### WHAT TO WORK ON
The task calls for every line of the data to be retyped exactly.

### GIVEN DATA
-*-
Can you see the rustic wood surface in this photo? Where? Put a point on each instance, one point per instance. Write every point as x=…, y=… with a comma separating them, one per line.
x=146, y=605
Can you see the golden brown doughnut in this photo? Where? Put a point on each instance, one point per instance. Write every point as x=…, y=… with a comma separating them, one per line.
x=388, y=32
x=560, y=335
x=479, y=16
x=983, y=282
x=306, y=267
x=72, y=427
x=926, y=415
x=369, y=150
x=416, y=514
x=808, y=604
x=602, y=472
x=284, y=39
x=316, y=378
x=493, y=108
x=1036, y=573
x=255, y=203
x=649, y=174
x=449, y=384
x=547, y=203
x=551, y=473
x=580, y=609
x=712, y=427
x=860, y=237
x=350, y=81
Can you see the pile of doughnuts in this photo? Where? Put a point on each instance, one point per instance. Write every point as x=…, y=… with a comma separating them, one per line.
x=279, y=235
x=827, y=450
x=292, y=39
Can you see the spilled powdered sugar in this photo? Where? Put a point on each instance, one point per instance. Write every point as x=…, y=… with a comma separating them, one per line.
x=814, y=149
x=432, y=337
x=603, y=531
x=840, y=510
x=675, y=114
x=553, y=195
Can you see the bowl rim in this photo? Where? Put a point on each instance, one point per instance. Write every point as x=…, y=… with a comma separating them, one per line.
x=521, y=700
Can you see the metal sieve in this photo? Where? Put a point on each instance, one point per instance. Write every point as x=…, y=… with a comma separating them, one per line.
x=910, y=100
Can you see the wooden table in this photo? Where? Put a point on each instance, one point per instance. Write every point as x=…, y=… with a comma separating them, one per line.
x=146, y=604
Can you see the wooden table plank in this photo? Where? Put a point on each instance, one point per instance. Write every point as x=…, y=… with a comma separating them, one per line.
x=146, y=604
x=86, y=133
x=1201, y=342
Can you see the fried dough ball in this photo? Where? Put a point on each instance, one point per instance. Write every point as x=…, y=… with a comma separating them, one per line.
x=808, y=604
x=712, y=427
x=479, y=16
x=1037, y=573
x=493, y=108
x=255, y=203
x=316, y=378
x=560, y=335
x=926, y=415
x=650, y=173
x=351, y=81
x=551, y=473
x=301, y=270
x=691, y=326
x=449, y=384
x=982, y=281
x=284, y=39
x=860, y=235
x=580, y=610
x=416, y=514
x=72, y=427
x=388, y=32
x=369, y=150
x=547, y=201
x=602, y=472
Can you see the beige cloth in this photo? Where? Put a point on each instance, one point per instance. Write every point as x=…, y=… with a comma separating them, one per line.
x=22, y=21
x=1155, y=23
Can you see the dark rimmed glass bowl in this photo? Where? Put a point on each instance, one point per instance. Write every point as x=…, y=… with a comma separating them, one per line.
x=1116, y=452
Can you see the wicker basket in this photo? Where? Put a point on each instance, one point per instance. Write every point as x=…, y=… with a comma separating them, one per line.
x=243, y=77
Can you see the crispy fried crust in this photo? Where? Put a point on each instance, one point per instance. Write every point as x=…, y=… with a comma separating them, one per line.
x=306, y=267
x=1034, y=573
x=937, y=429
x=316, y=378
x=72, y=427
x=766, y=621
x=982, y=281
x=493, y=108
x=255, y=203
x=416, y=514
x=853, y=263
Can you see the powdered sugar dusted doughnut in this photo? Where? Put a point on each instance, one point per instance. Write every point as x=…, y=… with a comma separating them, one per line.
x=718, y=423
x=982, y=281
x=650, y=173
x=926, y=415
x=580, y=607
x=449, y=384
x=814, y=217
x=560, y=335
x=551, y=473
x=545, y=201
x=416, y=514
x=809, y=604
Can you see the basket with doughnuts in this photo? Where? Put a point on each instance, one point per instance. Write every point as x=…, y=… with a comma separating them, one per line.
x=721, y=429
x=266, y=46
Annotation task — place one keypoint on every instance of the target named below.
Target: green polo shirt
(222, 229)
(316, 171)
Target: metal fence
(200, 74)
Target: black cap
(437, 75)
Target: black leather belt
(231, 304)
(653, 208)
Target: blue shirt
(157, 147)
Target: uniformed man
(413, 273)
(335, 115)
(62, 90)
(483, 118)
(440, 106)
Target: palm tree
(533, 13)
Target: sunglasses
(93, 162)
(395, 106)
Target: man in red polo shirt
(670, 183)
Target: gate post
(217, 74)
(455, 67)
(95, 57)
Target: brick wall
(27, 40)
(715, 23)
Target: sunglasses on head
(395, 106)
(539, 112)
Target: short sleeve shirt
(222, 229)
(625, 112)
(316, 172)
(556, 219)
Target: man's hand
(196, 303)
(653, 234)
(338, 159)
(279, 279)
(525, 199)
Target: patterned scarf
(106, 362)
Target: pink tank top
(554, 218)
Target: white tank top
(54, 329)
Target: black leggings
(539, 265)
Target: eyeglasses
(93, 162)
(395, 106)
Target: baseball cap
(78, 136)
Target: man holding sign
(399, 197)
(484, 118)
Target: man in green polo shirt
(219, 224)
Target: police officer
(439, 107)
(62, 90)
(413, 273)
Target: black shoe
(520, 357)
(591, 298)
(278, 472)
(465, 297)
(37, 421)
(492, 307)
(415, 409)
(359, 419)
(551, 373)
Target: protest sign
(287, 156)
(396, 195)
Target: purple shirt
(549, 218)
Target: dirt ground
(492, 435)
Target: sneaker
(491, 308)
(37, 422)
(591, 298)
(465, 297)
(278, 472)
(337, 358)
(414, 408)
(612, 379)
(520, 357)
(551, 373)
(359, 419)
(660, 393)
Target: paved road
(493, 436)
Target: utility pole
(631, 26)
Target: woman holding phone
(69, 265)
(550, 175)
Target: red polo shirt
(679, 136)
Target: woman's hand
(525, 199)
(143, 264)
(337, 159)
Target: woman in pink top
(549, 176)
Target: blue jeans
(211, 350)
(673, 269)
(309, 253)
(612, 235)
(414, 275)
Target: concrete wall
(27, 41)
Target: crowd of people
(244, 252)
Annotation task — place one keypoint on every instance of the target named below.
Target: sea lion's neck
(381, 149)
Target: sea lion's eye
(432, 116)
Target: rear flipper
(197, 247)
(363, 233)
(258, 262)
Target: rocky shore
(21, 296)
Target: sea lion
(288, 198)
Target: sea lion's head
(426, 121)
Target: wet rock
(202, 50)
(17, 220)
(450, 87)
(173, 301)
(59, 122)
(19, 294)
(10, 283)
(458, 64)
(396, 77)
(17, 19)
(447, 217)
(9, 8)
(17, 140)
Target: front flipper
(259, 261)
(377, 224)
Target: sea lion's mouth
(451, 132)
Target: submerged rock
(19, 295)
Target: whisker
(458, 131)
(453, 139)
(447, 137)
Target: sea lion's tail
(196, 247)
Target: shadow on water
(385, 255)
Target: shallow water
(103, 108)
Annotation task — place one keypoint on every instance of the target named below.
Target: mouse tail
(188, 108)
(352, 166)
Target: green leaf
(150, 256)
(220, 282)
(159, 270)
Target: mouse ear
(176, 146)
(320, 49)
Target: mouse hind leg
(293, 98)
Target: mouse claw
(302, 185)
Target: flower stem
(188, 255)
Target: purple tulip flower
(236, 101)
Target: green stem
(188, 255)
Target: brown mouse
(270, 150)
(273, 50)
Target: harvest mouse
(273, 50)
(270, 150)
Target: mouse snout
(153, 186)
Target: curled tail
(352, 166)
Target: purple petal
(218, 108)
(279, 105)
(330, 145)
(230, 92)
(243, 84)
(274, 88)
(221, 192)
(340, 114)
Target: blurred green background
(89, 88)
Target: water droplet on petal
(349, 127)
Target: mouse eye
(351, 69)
-*-
### ANSWER SPACE
Can you see the rustic wood surface in this photo? Where? Put a point on each instance, one point per instance. Write every point as x=…, y=… with a comma separating them, one per line.
x=146, y=605
Can you see the golden brown doughnut in this photo? Where? Put a point on each instance, one point per instance. Write every point as x=…, y=… with a comma separating them, one per line.
x=388, y=32
x=560, y=335
x=479, y=16
x=983, y=282
x=306, y=267
x=72, y=427
x=926, y=415
x=369, y=150
x=416, y=514
x=808, y=604
x=602, y=472
x=284, y=39
x=316, y=378
x=493, y=108
x=1036, y=573
x=255, y=203
x=649, y=174
x=449, y=384
x=547, y=203
x=551, y=473
x=580, y=609
x=712, y=427
x=860, y=237
x=350, y=81
Can you see the pile of doughnuts in this photo? Where? Put a point on each instance, one point per instance. Write every point as x=…, y=… with a comma separating them, one per line.
x=279, y=235
x=827, y=450
x=292, y=39
Can you see the spilled powdered sugar in this photo? Where? Put a point on each instance, one point per instance. Write every point as x=…, y=… with a comma separating them, one per line.
x=814, y=149
x=432, y=337
x=603, y=531
x=840, y=510
x=675, y=114
x=553, y=195
Can you see the bowl rim in this photo? Where? Put a point on each instance, one point per instance. Write every point as x=…, y=… with a comma separating them, one per line.
x=521, y=700
Can you see the metal sieve in this photo? Where? Put a point on each instance, one point per instance. Write every point as x=…, y=… with a comma separating them, one per line.
x=910, y=100
Can you see the wooden table in this photo? Where? Put a point on each instance, one point per instance. Write every point as x=…, y=… with a comma separating them, one per line.
x=146, y=604
Can you see the wooden table plank in this photo? Where? Put a point on each instance, one point per instance. Write every point as x=…, y=… with a comma separating them, one per line.
x=146, y=604
x=86, y=133
x=1201, y=342
Can you see the fried dough ball in this photo? Where? Put a point on each instance, one point per instance. Write every point as x=…, y=… with a comma separating them, one per line.
x=808, y=604
x=712, y=427
x=479, y=16
x=1037, y=573
x=493, y=108
x=255, y=203
x=316, y=378
x=560, y=335
x=926, y=415
x=650, y=173
x=351, y=81
x=551, y=473
x=301, y=270
x=691, y=326
x=449, y=384
x=982, y=281
x=284, y=39
x=860, y=235
x=580, y=610
x=416, y=514
x=72, y=427
x=388, y=32
x=369, y=150
x=547, y=201
x=602, y=472
Can you see the beige cloth in this photo? Where? Put a point on each instance, one point per instance. Write every point as x=…, y=… with a comma separating them, one per line.
x=22, y=21
x=1155, y=23
Can you see the dark rimmed glass bowl in this photo? Where? Put a point on each instance, one point per instance. Write every point as x=…, y=… with a comma separating them, one per line.
x=1116, y=452
Can you see the wicker basket in this photo? Where? Put a point on each instance, one point per instance. Write every point as x=…, y=… with a comma separating them, one per line.
x=243, y=77
Can you see the crispy fried crust in this photo? Where? Put a point on each instance, one point per instance. Write every point as x=…, y=… with a comma separating them, one per line.
x=306, y=267
x=1034, y=573
x=937, y=429
x=316, y=378
x=72, y=427
x=766, y=621
x=982, y=281
x=493, y=108
x=255, y=203
x=416, y=514
x=853, y=263
Can you see the powdered sugar dusted doughnut in this photo? Where? Put a point on each instance, one point per instance. Write every point as x=…, y=… with a comma separating them, one per line.
x=718, y=423
x=982, y=281
x=650, y=173
x=926, y=415
x=580, y=607
x=449, y=384
x=814, y=217
x=560, y=335
x=551, y=473
x=545, y=201
x=416, y=514
x=809, y=604
Can you see the basket with doughnuts in this photo? Where? Put a point on each instance, one point per instance. Write every point as x=…, y=… with a comma separating them, one per line.
x=721, y=429
x=266, y=46
Annotation task — place one keypoint on every instance of the target named below.
Target: green polo shirt
(222, 229)
(316, 171)
Target: metal fence
(200, 74)
Target: black cap
(437, 75)
Target: black leather belt
(231, 304)
(653, 208)
Target: blue shirt
(157, 147)
Target: uniformed man
(413, 273)
(335, 115)
(62, 90)
(483, 118)
(440, 106)
Target: palm tree
(533, 13)
Target: sunglasses
(93, 162)
(395, 106)
Target: man in red polo shirt
(670, 183)
Target: gate post
(217, 74)
(455, 67)
(95, 57)
Target: brick wall
(27, 40)
(715, 23)
Target: sunglasses on head
(395, 106)
(539, 112)
Target: short sleeve shirt
(222, 229)
(625, 112)
(316, 172)
(556, 219)
Target: man's hand
(196, 303)
(653, 234)
(338, 159)
(279, 279)
(525, 199)
Target: patterned scarf
(106, 362)
Target: pink tank top
(554, 218)
Target: white tank top
(54, 329)
Target: black leggings
(539, 265)
Target: eyeglasses
(93, 162)
(395, 106)
Target: baseball cap
(78, 136)
Target: man holding sign
(399, 197)
(484, 118)
Target: man in green polo shirt
(219, 224)
Target: police officer
(439, 107)
(62, 90)
(413, 273)
Target: black shoe
(520, 357)
(591, 298)
(278, 472)
(465, 297)
(37, 421)
(492, 307)
(415, 409)
(359, 419)
(551, 373)
Target: protest sign
(287, 156)
(396, 195)
Target: purple shirt
(549, 218)
Target: dirt ground
(492, 435)
Target: sneaker
(491, 308)
(37, 422)
(591, 298)
(465, 297)
(278, 472)
(337, 358)
(414, 408)
(612, 379)
(520, 357)
(551, 373)
(359, 419)
(660, 393)
Target: paved road
(493, 436)
Target: utility pole
(631, 26)
Target: woman holding phone
(69, 265)
(550, 175)
Target: red polo shirt
(679, 136)
Target: woman's hand
(525, 199)
(143, 264)
(337, 159)
Target: woman in pink top
(549, 176)
Target: blue jeans
(211, 350)
(673, 269)
(309, 253)
(612, 235)
(414, 275)
Target: concrete wall
(27, 41)
Target: crowd of people
(244, 252)
Annotation task — place one keypoint on every instance of the target named below.
Target: sea lion's neck
(381, 149)
Target: sea lion's eye
(432, 116)
Target: rear flipper
(197, 247)
(363, 233)
(258, 262)
Target: rocky shore
(21, 296)
Target: sea lion
(288, 198)
Target: sea lion's head
(426, 121)
Target: wet rock
(202, 50)
(17, 220)
(450, 87)
(173, 301)
(59, 122)
(19, 294)
(10, 283)
(458, 64)
(396, 77)
(17, 19)
(447, 217)
(9, 8)
(17, 140)
Target: front flipper
(259, 261)
(377, 224)
Target: sea lion's mouth
(451, 132)
Target: submerged rock
(19, 295)
Target: whisker
(458, 131)
(453, 139)
(447, 137)
Target: sea lion's tail
(196, 247)
Target: shadow on water
(385, 255)
Target: shallow water
(103, 108)
Annotation task — place one keypoint on every instance of the target named below.
Target: mouse tail
(188, 108)
(352, 166)
Target: green leaf
(150, 256)
(220, 282)
(159, 270)
Target: mouse ear
(176, 146)
(320, 49)
Target: mouse hind leg
(293, 98)
Target: mouse claw
(302, 185)
Target: flower stem
(188, 255)
Target: purple tulip flower
(236, 101)
Target: green stem
(188, 255)
Target: brown mouse
(270, 150)
(273, 50)
Target: harvest mouse
(273, 50)
(270, 150)
Target: mouse snout
(153, 186)
Target: curled tail
(352, 166)
Target: purple petal
(218, 108)
(279, 105)
(330, 145)
(230, 92)
(243, 84)
(274, 88)
(221, 192)
(340, 114)
Target: blurred green background
(89, 88)
Target: water droplet on petal
(349, 127)
Target: mouse eye
(351, 69)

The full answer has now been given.